> Request
Copy everything in the listing below, from the line containing "snow-covered mountain — where?" down to the line containing "212,114 -> 226,143", both included, and raise every coordinate in the answers by 10. Keep the requests and their format samples unchanged.

[begin Raw data]

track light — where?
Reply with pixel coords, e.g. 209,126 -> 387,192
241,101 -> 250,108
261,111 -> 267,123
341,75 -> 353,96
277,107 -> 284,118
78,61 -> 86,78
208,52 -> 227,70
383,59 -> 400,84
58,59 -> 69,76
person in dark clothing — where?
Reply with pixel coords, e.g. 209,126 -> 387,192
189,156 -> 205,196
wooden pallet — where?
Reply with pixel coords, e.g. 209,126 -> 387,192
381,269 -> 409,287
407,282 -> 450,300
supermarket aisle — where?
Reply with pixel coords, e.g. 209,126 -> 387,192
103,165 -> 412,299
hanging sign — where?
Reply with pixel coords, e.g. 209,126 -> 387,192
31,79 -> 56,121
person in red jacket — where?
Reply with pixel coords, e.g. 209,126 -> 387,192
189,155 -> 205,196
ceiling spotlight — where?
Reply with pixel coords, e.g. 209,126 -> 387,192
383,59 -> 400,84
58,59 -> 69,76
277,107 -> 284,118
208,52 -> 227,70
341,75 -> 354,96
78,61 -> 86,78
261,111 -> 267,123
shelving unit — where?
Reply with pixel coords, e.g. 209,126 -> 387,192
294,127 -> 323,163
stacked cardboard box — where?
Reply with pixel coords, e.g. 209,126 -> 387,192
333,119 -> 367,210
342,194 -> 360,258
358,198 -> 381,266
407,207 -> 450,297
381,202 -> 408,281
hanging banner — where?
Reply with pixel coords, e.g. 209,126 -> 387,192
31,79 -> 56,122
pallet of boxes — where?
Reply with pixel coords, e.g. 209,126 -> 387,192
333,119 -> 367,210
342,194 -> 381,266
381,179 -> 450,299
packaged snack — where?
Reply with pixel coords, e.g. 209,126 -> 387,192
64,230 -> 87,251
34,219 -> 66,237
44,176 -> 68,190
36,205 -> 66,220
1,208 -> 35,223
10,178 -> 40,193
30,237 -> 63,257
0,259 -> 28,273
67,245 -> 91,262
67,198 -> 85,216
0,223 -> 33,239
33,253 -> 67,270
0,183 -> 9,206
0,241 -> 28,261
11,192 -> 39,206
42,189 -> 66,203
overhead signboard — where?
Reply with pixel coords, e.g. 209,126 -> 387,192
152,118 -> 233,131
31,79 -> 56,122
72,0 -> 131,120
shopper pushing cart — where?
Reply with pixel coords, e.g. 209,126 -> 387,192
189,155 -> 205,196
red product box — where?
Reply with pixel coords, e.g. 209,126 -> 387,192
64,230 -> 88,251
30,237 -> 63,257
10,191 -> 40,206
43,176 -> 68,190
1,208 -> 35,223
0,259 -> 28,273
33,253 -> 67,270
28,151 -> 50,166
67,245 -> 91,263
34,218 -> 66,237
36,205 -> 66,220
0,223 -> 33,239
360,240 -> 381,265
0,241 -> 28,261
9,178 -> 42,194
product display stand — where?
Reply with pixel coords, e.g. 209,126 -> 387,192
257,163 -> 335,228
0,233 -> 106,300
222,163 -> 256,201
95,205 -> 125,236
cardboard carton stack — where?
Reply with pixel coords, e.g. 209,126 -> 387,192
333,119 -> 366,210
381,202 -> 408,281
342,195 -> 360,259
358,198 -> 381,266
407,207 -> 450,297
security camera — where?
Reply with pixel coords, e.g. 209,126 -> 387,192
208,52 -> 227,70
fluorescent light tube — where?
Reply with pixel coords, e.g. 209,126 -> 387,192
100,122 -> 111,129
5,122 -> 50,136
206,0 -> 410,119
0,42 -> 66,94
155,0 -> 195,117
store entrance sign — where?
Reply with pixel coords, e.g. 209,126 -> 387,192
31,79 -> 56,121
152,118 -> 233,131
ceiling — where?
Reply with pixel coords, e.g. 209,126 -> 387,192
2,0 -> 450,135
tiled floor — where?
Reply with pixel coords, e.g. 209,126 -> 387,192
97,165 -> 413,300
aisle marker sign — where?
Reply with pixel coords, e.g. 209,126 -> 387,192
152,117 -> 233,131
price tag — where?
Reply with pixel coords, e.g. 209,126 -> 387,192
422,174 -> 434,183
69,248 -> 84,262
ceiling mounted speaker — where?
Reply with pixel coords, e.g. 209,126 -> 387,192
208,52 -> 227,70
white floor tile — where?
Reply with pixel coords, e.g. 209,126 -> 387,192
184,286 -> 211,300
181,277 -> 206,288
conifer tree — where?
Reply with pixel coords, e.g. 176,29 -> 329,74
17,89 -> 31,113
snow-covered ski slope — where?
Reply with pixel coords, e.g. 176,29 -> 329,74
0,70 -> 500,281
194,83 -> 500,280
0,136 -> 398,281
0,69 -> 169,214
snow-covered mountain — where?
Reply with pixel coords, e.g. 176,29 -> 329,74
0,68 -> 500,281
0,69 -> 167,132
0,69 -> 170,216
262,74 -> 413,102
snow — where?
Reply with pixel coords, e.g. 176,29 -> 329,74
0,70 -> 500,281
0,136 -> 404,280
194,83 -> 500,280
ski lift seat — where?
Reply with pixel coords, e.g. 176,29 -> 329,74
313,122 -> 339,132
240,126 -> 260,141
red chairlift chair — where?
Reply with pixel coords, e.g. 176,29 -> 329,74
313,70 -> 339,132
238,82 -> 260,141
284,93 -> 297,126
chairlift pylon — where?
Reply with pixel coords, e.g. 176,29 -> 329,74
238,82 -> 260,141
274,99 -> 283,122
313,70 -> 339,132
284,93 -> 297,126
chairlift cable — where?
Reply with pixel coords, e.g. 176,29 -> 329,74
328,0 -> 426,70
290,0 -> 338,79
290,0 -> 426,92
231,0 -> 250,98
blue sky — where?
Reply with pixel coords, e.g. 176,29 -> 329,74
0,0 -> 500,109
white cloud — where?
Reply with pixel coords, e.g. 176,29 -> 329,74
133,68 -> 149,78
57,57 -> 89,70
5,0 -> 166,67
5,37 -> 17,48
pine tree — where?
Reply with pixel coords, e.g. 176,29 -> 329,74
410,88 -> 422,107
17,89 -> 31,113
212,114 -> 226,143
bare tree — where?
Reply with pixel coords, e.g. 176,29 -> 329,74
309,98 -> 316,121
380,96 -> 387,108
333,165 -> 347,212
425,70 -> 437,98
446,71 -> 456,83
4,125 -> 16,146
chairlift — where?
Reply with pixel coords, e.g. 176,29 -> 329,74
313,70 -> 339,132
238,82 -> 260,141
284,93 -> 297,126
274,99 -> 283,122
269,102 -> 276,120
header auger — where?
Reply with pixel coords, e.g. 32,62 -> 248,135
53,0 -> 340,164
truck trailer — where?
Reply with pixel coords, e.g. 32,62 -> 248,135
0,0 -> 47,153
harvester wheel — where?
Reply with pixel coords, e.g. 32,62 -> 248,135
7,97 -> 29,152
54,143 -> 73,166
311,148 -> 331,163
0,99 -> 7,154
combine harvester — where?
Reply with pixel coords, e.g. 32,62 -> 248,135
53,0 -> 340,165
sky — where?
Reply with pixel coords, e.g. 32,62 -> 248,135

[end Raw data]

> Exercise response
snow-covered mountain — where?
Reply with pixel coords, e.g. 176,29 -> 329,74
10,78 -> 510,291
10,79 -> 177,142
10,79 -> 180,226
272,84 -> 423,112
snow — where?
Reply with pixel coords, e.g. 176,29 -> 329,74
10,80 -> 510,291
10,146 -> 414,290
204,93 -> 510,290
ski lift seat — where?
Reply with pixel coords, e.g. 176,29 -> 329,74
323,132 -> 349,142
250,136 -> 270,151
red chairlift chair — where?
Reply with pixel coords, e.g. 176,29 -> 329,74
323,80 -> 349,142
248,92 -> 270,151
294,103 -> 307,136
chairlift pylon — where?
Reply with pixel coords, e.g. 176,29 -> 329,74
248,92 -> 270,151
284,109 -> 293,132
323,80 -> 349,142
294,103 -> 307,136
chairlift cable — where?
Reply with pixel coords, e.g. 176,29 -> 329,74
338,10 -> 436,80
300,10 -> 348,89
300,10 -> 436,102
241,10 -> 260,108
blue sky — where?
Reply with pixel coords, e.g. 176,29 -> 329,74
10,10 -> 510,119
white cloud — where?
Reply with pixel coords, e.g. 176,29 -> 329,74
143,78 -> 159,88
67,67 -> 99,80
15,10 -> 176,77
15,47 -> 27,58
pine tree — where?
Reply with pixel coords, e.g. 176,29 -> 329,74
420,98 -> 432,117
27,99 -> 41,123
222,124 -> 236,153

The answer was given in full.